* _Ihre Aufgabe_
Geben Sie für jede der Aussagen (a), (b) und (c) an, ob sie mit dem Text über Sorgearbeit übereinstimmt. Antworten Sie jeweils mit Ja oder Nein und zitieren Sie die entscheidende Textstelle wörtlich.
(a) Laut der Hans-Böckler-Stiftung arbeiten Frauen im Schnitt über dreieinhalb Stunden pro Tag unbezahlt.
(b) Das Statistische Bundesamt hat die Sorgearbeit im Jahr 2015 genauer untersucht.
(c) Der Wert der unbezahlten Sorgearbeit hätte 30 Prozent des damaligen Bruttoinlandsprodukts entsprochen.

* _Ausgangstext_
★ ★ ★ ★

Solch eine Rechnung klingt komplett utopisch, macht aber ein Problem deutlich: Für viele Arbeiten im Alltag werden wir nicht bezahlt. Klar, Kindererziehung macht auch Spaß und niemand will in einer schmutzigen Küche kochen, aber die täglichen Aufgaben sind oft eine Belastung. Weil sie aber nicht entlohnt wird, bleibt diese Art der Arbeit oft im Dunklen. Und ist ziemlich ungleich verteilt: Laut der gewerkschaftsnahen Hans-Böckler-Stiftung arbeiten Männer im Schnitt zwei Stunden pro Tag unbezahlt, Frauen dagegen über dreieinhalb Stunden.

Das Statistische Bundesamt hat 2013 die Sorgearbeit genauer untersucht. Demnach wurde in einem Jahr Sorgearbeit im Wert von 826 Milliarden Euro verrichtet – unbezahlt. Das wären 30 Prozent des damaligen Bruttoinlandsprodukts (BIP) gewesen. Dort taucht die Sorgearbeit aber nicht auf, weil kein Lohn für sie gezahlt wird. Sie bleibt wirtschaftlich betrachtet unsichtbar.

Sorgearbeit deckt Grundbedürfnisse 

Dabei hat sie auch für Unternehmen einen großen Wert: Wer gesundes Essen kocht, lebt gesünder. Wer eine entspannte Zeit mit Freunden und Familien hat, ist mental leistungsstärker. Wer in einem aufgeräumten Haus wohnt, ist glücklicher. Oder krasser formuliert: Ohne Sorgearbeit wären wir nicht arbeitsfähig.

Der Laden läuft nur, weil irgendjemand diese unbezahlte Sorgearbeit erledigt.

Clara Schäper Arbeitsökonomin, DIW Berlin

Der Staat sollte Anreize schaffen, damit Sorgearbeit gerechter verteilt wird, sagt die Arbeitsökonomin Clara Schäper vom Deutschen Institut für Wirtschaftsforschung (DIW). "Der Laden läuft nur, weil irgendjemand diese unbezahlte Sorgearbeit erledigt", sagt sie. "Es ist vor allem die Frage: Wer erledigt sie."

★ ★ ★ ★

* _Datenübersicht_
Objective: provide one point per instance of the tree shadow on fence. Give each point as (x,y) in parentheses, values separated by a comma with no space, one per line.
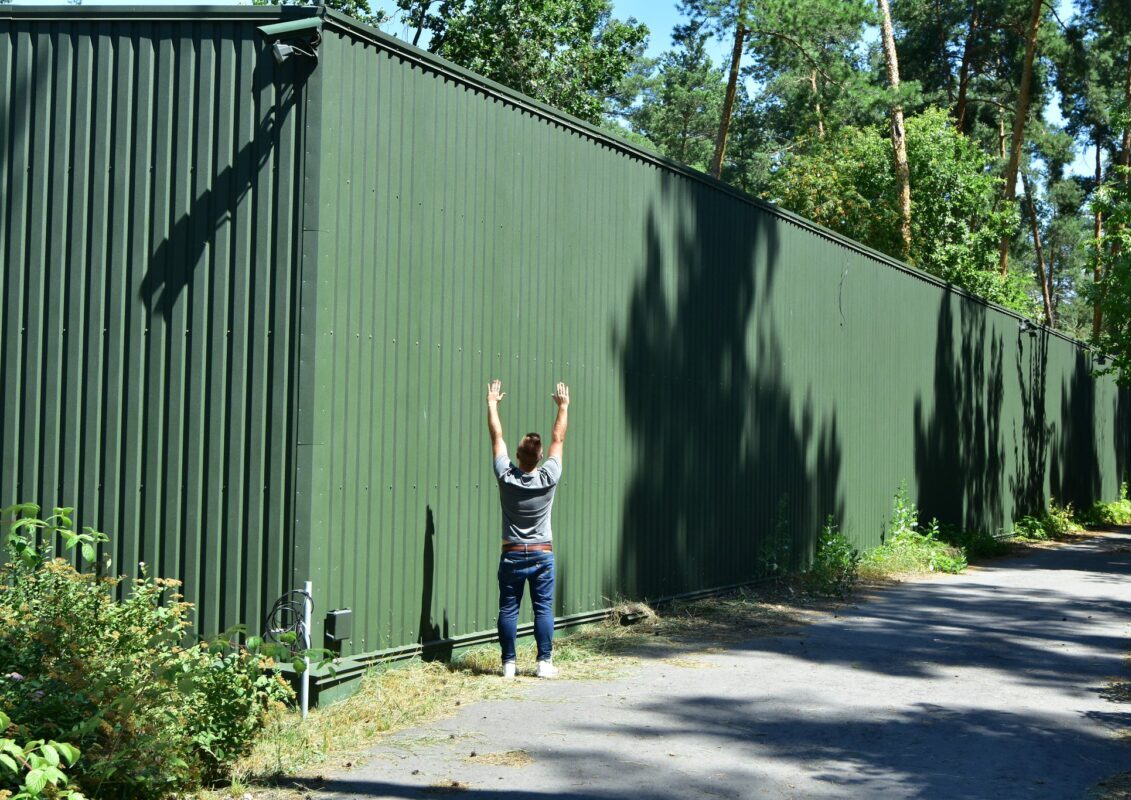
(730,481)
(1030,450)
(175,259)
(1076,465)
(959,456)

★ ★ ★ ★

* _Erwartete Antwort_
(a) Ja: „Frauen dagegen über dreieinhalb Stunden“
(b) Nein: „Das Statistische Bundesamt hat 2013 die Sorgearbeit genauer untersucht.“
(c) Ja: „Das wären 30 Prozent des damaligen Bruttoinlandsprodukts (BIP) gewesen.“